▸ **Assignment**
Copy out all lines from the entries below in which "baseball" occurs.

▸ **Referring expression pointing data**
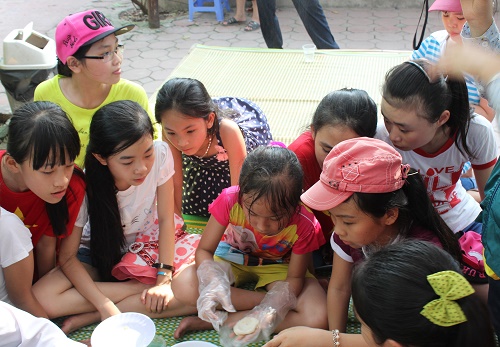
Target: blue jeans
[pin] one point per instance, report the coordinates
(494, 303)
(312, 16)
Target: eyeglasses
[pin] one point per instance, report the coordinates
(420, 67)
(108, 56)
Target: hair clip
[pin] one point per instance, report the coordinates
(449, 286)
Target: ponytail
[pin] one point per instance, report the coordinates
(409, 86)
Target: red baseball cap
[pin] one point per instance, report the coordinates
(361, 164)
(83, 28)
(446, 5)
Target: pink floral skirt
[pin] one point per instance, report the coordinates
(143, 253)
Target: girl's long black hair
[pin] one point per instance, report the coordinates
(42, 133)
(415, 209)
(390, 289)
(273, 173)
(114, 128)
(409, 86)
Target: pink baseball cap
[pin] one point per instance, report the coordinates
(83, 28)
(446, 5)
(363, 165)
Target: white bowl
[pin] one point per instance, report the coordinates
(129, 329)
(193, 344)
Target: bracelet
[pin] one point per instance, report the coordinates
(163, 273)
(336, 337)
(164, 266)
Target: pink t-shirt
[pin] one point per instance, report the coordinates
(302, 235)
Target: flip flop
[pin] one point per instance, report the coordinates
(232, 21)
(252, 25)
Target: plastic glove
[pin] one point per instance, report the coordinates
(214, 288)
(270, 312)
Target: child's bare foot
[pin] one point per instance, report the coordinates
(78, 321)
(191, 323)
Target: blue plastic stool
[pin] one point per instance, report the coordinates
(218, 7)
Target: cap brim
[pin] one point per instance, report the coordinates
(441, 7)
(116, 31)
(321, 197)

▸ **Expected answer**
Target: red baseball cap
Target: pink baseball cap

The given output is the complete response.